## Task statement
Could you quote, word for word, the part of the records that opens with the line containing "Where can the black cap" and runs through the end of the records?

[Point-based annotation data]

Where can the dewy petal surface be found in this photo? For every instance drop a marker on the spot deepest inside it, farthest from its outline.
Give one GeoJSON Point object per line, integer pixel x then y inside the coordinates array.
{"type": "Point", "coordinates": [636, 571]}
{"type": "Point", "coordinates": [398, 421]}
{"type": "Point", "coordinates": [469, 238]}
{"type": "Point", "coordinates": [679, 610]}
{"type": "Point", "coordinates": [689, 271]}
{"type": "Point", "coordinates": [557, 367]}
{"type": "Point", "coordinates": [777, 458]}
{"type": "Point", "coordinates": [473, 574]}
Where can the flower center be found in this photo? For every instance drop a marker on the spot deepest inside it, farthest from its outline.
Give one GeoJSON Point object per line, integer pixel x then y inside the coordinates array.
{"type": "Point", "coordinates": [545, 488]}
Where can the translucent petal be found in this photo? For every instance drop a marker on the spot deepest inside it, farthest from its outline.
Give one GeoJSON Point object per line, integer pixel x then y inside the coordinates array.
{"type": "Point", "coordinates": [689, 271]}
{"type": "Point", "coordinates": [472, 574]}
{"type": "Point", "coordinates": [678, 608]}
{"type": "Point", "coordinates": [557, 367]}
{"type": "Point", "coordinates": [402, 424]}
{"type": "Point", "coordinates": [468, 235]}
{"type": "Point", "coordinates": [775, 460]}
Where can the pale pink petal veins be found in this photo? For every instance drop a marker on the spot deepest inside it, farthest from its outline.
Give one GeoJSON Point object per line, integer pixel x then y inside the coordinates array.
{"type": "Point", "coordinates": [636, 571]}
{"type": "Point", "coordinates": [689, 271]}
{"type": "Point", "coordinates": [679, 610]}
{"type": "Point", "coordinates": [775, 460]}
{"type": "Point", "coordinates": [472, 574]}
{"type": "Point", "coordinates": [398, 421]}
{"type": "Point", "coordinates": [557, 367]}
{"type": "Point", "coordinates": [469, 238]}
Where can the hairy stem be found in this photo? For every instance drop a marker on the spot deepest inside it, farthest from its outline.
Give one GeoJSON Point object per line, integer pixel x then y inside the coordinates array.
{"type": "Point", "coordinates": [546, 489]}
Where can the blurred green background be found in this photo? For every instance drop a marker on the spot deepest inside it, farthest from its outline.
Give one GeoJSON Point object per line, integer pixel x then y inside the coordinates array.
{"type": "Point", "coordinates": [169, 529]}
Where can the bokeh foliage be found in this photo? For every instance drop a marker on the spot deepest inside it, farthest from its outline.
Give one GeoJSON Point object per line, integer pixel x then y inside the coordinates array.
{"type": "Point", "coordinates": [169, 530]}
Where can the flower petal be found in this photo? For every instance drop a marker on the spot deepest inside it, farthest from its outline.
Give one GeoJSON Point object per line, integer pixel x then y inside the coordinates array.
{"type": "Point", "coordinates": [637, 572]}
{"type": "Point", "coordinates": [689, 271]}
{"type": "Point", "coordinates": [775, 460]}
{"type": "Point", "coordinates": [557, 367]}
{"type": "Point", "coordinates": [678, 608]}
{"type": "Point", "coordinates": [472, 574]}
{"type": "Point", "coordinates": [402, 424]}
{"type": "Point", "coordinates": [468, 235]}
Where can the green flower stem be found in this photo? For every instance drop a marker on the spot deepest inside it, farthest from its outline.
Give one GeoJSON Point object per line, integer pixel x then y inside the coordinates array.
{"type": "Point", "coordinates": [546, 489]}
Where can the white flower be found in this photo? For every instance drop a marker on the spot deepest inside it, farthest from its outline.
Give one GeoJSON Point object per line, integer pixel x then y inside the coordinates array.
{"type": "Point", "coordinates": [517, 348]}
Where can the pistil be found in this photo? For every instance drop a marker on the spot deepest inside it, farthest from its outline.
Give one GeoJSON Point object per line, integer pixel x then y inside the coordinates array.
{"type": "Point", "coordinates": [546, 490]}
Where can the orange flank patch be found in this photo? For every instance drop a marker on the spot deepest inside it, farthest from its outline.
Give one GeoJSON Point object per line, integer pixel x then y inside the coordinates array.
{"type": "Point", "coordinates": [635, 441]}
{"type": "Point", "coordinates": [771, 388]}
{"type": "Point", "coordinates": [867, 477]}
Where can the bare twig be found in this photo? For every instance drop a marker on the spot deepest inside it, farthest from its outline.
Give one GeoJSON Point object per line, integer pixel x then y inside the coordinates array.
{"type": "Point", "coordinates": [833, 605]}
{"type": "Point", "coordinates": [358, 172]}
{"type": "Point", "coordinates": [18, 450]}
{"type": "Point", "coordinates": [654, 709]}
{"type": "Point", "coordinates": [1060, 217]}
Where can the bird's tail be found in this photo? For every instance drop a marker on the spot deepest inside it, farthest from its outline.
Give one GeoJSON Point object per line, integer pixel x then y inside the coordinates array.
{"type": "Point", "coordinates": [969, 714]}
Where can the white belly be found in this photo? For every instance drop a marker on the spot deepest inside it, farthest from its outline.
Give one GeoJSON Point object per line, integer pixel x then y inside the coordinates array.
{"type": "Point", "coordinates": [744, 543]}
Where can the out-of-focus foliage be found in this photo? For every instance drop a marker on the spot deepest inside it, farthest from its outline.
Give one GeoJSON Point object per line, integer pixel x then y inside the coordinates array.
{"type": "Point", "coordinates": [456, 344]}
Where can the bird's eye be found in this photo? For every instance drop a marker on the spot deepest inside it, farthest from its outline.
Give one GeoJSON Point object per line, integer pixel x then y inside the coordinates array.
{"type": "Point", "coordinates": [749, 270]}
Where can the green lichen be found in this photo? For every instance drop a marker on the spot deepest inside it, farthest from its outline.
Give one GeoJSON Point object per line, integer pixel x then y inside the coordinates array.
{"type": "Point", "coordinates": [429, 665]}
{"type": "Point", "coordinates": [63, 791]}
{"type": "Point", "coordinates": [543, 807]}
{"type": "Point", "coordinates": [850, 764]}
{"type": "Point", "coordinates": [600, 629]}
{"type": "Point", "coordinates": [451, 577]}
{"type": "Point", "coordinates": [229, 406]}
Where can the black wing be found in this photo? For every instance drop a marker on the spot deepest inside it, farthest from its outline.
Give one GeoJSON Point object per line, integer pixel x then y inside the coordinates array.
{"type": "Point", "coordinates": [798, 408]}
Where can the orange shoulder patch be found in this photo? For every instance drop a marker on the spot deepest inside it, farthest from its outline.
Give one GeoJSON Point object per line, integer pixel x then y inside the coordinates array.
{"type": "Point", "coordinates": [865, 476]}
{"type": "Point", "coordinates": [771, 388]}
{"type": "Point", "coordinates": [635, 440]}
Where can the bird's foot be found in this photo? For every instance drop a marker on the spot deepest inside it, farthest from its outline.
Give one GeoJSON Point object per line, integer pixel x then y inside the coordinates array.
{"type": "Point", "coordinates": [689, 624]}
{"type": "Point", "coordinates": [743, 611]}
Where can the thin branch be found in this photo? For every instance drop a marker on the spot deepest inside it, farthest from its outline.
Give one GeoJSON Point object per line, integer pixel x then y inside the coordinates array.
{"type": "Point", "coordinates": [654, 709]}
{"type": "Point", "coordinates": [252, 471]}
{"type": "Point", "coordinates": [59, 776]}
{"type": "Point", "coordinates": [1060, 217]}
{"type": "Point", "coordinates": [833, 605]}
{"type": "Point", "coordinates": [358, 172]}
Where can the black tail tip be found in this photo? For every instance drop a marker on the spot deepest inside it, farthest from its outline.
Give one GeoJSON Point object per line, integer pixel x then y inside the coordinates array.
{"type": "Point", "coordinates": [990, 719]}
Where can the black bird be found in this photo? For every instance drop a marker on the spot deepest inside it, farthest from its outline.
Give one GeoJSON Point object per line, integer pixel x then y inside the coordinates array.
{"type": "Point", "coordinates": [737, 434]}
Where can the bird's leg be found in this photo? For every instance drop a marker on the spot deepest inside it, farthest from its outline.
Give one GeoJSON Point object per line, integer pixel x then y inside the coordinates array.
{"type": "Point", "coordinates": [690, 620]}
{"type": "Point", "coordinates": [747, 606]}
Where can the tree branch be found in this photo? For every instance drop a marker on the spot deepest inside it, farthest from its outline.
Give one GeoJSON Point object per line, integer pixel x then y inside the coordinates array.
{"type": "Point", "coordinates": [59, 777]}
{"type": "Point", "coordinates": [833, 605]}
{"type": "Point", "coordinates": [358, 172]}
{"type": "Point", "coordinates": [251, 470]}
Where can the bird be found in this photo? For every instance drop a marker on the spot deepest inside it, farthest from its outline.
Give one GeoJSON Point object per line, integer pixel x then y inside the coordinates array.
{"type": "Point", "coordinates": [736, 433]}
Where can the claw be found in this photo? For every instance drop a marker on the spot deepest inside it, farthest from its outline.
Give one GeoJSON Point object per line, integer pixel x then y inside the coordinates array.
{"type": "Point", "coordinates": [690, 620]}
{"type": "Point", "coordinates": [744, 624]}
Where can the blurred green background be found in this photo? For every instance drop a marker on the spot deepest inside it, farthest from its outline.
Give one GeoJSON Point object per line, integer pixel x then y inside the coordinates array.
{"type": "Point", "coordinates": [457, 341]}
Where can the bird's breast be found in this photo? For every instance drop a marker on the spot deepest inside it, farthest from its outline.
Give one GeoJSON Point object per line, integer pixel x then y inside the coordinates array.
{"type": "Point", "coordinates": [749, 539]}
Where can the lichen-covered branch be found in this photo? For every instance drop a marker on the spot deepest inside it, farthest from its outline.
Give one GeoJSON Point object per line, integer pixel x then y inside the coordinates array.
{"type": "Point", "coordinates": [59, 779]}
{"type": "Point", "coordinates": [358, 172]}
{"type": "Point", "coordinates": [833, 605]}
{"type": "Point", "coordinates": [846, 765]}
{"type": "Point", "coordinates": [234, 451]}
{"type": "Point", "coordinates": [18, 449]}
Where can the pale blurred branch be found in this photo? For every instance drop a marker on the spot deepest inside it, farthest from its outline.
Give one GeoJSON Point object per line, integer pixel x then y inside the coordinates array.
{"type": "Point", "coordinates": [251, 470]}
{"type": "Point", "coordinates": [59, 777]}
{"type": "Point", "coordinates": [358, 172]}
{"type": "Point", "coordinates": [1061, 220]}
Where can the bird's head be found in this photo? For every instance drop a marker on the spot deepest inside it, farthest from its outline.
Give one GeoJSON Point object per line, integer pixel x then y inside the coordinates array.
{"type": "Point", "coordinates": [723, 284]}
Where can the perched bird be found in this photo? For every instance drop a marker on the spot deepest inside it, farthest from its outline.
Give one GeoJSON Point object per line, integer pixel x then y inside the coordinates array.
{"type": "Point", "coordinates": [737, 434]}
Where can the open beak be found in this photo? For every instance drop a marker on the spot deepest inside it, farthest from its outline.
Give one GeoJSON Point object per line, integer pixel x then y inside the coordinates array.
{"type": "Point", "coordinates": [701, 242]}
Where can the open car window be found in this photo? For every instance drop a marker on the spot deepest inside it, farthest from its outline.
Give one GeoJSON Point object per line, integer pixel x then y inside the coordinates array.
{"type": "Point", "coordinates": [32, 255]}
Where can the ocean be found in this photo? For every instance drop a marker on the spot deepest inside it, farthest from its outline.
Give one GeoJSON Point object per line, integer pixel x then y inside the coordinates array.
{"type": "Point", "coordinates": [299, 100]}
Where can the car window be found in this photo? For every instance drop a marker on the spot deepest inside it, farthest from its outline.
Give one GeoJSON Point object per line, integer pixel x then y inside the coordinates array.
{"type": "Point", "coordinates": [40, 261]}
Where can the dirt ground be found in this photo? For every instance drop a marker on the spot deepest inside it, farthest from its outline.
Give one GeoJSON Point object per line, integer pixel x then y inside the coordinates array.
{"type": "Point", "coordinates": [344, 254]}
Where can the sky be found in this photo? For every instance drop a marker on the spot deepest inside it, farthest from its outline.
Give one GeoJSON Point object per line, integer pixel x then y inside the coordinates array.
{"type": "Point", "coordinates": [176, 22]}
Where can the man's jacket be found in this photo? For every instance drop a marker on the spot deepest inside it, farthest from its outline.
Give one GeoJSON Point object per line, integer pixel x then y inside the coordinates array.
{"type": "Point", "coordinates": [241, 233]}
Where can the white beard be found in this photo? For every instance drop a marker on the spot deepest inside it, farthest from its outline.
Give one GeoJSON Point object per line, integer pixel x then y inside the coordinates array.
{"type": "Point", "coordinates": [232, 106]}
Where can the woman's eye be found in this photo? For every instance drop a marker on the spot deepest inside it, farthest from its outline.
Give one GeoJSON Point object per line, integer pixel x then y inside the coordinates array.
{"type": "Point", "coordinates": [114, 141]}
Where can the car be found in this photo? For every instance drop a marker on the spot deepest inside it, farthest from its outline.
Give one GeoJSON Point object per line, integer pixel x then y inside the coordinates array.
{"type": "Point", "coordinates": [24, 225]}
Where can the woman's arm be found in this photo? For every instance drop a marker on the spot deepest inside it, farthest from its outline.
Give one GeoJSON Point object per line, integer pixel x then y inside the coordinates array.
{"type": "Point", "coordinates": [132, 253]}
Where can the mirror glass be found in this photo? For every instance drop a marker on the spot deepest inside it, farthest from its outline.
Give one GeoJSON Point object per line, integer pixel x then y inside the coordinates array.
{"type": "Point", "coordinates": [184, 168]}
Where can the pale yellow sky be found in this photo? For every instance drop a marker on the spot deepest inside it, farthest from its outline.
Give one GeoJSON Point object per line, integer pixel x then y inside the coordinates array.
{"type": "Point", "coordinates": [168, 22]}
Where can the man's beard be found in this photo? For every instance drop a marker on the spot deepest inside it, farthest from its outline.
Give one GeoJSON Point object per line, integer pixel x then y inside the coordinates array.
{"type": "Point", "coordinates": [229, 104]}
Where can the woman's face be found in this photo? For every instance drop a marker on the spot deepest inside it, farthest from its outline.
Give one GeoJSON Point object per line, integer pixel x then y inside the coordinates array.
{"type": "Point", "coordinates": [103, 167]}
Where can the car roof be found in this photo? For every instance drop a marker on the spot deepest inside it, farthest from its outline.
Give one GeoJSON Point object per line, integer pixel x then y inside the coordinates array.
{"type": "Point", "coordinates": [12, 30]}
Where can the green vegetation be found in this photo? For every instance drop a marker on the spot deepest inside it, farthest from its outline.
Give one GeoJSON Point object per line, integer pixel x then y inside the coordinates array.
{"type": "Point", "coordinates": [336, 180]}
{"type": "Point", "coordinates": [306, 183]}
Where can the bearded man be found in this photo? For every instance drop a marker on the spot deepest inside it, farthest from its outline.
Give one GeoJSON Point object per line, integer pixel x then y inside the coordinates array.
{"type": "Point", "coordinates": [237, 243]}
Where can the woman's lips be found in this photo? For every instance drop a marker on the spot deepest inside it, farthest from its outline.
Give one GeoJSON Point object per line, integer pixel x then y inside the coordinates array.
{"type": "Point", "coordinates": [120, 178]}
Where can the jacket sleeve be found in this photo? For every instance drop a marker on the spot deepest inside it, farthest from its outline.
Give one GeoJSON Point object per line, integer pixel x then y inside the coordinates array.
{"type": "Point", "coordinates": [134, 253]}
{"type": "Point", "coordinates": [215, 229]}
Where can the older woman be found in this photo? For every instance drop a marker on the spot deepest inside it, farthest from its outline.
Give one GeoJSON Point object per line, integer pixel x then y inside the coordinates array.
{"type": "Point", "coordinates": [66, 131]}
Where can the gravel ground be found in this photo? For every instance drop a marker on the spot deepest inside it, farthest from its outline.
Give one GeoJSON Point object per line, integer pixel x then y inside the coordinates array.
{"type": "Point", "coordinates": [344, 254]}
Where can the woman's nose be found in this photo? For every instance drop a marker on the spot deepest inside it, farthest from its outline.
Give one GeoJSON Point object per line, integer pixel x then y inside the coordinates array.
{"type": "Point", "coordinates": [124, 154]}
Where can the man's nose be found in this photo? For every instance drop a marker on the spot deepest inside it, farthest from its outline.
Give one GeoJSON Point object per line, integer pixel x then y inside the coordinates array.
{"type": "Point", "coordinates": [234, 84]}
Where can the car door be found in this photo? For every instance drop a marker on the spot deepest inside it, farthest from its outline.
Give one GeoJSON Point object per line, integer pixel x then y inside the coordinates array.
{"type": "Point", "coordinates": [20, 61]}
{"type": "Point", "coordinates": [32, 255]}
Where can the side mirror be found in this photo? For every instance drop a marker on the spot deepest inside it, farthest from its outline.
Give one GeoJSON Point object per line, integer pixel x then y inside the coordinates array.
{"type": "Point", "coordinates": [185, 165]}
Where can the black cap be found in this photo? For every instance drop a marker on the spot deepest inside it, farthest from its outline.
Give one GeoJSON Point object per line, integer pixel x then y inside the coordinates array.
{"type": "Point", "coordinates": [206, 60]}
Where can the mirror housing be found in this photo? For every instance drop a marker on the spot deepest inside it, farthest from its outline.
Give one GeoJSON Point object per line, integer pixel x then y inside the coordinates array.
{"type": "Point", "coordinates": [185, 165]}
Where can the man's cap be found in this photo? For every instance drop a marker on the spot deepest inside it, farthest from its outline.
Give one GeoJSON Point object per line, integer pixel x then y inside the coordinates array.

## Answer to this problem
Where can the black cap be found in this photo? For every instance drop a marker on the spot deepest inside it, farthest from its outline.
Give one GeoJSON Point object per line, integer pixel x then y inside the coordinates array.
{"type": "Point", "coordinates": [206, 60]}
Where can the mirror housing be found in this photo? For every instance drop a marker on the spot deepest inside it, farthest from its outline.
Give one GeoJSON Point object per line, integer pixel x then y inside the coordinates array.
{"type": "Point", "coordinates": [185, 165]}
Where can the man's cap be found in this photo? For every instance drop a marker on the spot deepest inside it, farthest from its outline.
Give one GeoJSON Point object per line, integer pixel x then y inside the coordinates array.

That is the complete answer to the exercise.